-- Start --
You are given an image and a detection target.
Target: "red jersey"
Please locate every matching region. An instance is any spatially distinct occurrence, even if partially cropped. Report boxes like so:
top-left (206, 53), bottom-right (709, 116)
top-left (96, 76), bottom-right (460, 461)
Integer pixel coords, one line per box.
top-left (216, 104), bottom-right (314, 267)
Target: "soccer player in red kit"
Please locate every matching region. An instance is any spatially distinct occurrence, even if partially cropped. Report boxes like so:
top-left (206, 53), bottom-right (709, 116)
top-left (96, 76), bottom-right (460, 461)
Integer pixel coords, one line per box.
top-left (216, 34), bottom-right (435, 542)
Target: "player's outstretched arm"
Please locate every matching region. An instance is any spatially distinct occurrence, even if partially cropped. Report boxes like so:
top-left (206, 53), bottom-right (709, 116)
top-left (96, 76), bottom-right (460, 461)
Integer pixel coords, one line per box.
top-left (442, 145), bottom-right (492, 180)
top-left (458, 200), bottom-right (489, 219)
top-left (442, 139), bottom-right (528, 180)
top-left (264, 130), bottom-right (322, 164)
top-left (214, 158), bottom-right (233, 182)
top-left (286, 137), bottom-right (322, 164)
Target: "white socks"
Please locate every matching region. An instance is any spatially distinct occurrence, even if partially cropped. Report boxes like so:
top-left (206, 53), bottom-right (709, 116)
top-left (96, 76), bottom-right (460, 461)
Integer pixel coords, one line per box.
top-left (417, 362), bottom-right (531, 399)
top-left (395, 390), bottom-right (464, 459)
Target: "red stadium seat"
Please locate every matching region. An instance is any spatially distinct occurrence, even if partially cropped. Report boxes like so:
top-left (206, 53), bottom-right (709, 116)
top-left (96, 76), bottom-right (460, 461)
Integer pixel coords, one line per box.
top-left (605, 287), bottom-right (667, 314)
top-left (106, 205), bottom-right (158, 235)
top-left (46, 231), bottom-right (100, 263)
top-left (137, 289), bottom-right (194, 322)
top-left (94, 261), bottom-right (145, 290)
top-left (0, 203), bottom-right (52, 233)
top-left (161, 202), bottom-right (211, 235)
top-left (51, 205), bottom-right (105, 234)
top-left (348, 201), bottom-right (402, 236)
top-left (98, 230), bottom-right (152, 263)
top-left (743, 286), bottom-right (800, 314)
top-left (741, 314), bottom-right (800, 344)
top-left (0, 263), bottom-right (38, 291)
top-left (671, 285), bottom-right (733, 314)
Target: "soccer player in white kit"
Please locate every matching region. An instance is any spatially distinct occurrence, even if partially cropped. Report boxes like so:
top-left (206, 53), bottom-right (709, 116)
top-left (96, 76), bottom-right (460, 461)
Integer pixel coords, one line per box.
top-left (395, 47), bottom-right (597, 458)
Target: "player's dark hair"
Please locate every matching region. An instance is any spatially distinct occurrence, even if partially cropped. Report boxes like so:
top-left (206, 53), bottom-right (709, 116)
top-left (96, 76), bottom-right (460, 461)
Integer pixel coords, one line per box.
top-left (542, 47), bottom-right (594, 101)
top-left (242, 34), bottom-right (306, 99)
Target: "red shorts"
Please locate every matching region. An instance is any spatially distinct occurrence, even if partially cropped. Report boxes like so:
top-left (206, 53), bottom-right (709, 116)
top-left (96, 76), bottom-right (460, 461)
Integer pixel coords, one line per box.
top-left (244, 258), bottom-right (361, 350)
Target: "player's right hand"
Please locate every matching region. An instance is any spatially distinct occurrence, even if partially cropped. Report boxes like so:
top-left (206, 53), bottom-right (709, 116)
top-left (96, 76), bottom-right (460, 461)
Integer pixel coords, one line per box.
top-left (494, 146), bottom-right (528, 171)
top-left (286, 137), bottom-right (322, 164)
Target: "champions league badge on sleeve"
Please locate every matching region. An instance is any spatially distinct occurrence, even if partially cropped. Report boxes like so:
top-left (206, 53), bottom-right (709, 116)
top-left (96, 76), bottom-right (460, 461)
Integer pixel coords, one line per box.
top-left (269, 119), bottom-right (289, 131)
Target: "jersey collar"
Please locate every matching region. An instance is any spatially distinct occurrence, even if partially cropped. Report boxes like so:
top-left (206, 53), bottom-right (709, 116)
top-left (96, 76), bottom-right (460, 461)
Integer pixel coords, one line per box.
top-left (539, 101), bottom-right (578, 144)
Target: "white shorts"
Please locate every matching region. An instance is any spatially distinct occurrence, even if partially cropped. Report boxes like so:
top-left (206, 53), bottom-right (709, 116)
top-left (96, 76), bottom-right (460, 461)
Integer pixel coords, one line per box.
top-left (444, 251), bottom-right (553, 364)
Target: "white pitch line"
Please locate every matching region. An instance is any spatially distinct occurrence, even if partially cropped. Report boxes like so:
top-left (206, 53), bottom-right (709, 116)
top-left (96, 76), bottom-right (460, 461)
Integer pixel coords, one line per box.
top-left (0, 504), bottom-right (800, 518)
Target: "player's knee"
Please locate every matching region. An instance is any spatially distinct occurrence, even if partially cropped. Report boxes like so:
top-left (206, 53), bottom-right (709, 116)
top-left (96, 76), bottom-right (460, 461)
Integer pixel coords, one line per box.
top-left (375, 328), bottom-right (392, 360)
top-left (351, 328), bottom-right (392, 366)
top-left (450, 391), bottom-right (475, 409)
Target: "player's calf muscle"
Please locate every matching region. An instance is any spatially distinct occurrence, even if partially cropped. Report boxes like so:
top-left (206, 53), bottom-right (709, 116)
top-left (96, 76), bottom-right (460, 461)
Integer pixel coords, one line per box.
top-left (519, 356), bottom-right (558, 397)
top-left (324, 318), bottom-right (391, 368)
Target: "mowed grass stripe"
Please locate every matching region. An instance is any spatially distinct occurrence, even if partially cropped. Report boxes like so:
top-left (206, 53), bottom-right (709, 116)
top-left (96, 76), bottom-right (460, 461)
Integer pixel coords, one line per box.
-- End --
■ Task requirements
Please quote every one of the items above word for word.

■ Completed exercise
You are given an image and a detection target.
Target: "red jersey"
Please locate every matching region. An instance is any spatially distinct occurrence, even if partially cropped. Report boxes like so:
top-left (206, 53), bottom-right (709, 116)
top-left (96, 76), bottom-right (460, 461)
Integer pixel coords, one line per box.
top-left (216, 104), bottom-right (314, 267)
Target: "soccer player in red kit"
Please locate every matching region. An instance is any spatially distinct occurrence, even if partially cropped. Report boxes like so:
top-left (206, 53), bottom-right (709, 116)
top-left (96, 76), bottom-right (460, 461)
Integer pixel coords, one line per box.
top-left (216, 34), bottom-right (435, 542)
Target: "player's outstretched arm"
Please locate every matching region. An instance is any spatially distinct occurrence, even if partially cropped. Report boxes like so:
top-left (206, 53), bottom-right (709, 116)
top-left (96, 76), bottom-right (460, 461)
Integer pixel coords, one line per box.
top-left (442, 145), bottom-right (492, 180)
top-left (458, 200), bottom-right (489, 219)
top-left (442, 139), bottom-right (528, 180)
top-left (264, 130), bottom-right (322, 164)
top-left (214, 158), bottom-right (233, 182)
top-left (286, 137), bottom-right (322, 164)
Target: "white socks"
Please locate every matching region. An instance is any spatially distinct occurrence, even if partially cropped. Report boxes like so:
top-left (206, 53), bottom-right (709, 116)
top-left (96, 76), bottom-right (460, 461)
Integer pixel coords, one line per box.
top-left (417, 362), bottom-right (531, 399)
top-left (395, 390), bottom-right (464, 459)
Target: "red stadium seat"
Please locate every matching region. An instance is any spatially distinct occurrence, even if partially cropped. Report boxes like so:
top-left (206, 53), bottom-right (709, 116)
top-left (96, 76), bottom-right (460, 461)
Integer pixel coords, one line per box.
top-left (605, 287), bottom-right (667, 314)
top-left (106, 205), bottom-right (158, 235)
top-left (46, 231), bottom-right (100, 263)
top-left (137, 289), bottom-right (194, 322)
top-left (94, 261), bottom-right (145, 290)
top-left (0, 203), bottom-right (52, 233)
top-left (161, 202), bottom-right (211, 235)
top-left (51, 205), bottom-right (105, 234)
top-left (348, 201), bottom-right (402, 236)
top-left (98, 230), bottom-right (152, 263)
top-left (743, 286), bottom-right (800, 314)
top-left (741, 314), bottom-right (800, 344)
top-left (0, 263), bottom-right (38, 291)
top-left (671, 285), bottom-right (733, 314)
Target: "soccer player in white kit"
Please locate every matching region. An instance is any spatially distinct occurrence, even if partially cropped. Report boxes like so:
top-left (206, 53), bottom-right (709, 116)
top-left (96, 76), bottom-right (460, 461)
Integer pixel coords, one line per box.
top-left (395, 47), bottom-right (597, 458)
Target: "player's dark hair"
Please locate every matching region. An instance is any spatially distinct occurrence, even if partially cropped. Report boxes like so:
top-left (206, 53), bottom-right (709, 116)
top-left (96, 76), bottom-right (460, 461)
Integer pixel coords, one line per box.
top-left (542, 47), bottom-right (594, 101)
top-left (242, 34), bottom-right (306, 99)
Target: "red shorts"
Please locate every matching region. An instance is any spatially distinct occurrence, even if partially cropped. Report boxes like so:
top-left (206, 53), bottom-right (709, 116)
top-left (96, 76), bottom-right (460, 461)
Integer pixel coords, one line per box.
top-left (244, 258), bottom-right (361, 350)
Target: "player's right hand"
Please locate every matching region. An instance is any spatially distinct occurrence, even if partially cropped. Report boxes like so:
top-left (206, 53), bottom-right (709, 116)
top-left (96, 76), bottom-right (460, 461)
Integer pixel coords, one line per box.
top-left (494, 146), bottom-right (528, 171)
top-left (286, 137), bottom-right (322, 164)
Target: "champions league badge on sleeve"
Please locate every matching region. An instance is any spatially distinct occurrence, even if partially cropped. Report boxes like so:
top-left (206, 53), bottom-right (709, 116)
top-left (96, 76), bottom-right (460, 461)
Integer pixel coords, one line per box.
top-left (269, 119), bottom-right (289, 131)
Target: "jersey collar"
Please locate every matching region. An instance is any spatially distinct occurrence, even if partially cropped. Report boxes like so:
top-left (206, 53), bottom-right (709, 116)
top-left (96, 76), bottom-right (460, 461)
Integer pixel coords, one line per box.
top-left (539, 101), bottom-right (578, 144)
Target: "white shorts"
Please locate every matching region. An instance is any spatially distinct occurrence, even if partially cropped. Report boxes like so:
top-left (206, 53), bottom-right (709, 116)
top-left (96, 76), bottom-right (460, 461)
Integer pixel coords, one line per box.
top-left (444, 251), bottom-right (553, 364)
Target: "white pitch line"
Please locate every matching region. An instance is any spatially distinct occurrence, even if partially cropped. Report boxes like so:
top-left (206, 53), bottom-right (709, 116)
top-left (96, 76), bottom-right (460, 461)
Integer pixel coords, one line per box.
top-left (0, 504), bottom-right (800, 518)
Target: "player's knee"
Please locate every matching region. An instance is any spatially distinct occurrence, even if partially cropped. Report boxes like so:
top-left (206, 53), bottom-right (709, 116)
top-left (96, 76), bottom-right (460, 461)
Integer pixel coords, one line per box.
top-left (375, 328), bottom-right (392, 360)
top-left (351, 328), bottom-right (392, 366)
top-left (450, 391), bottom-right (475, 409)
Target: "player's calf muscle"
Please locate every matching region. An instance is any spatially distinct occurrence, even if partially cropped. Report boxes like so:
top-left (206, 53), bottom-right (709, 116)
top-left (96, 76), bottom-right (460, 461)
Integer pixel coords, one line per box.
top-left (519, 356), bottom-right (558, 397)
top-left (324, 318), bottom-right (391, 368)
Target: "mowed grass stripe"
Please locate every matching region. An instance is any spatially distinct occurrence, even if partially cropped. Report boxes like so:
top-left (206, 53), bottom-right (709, 116)
top-left (96, 76), bottom-right (460, 461)
Integer pixel coords, one line per box.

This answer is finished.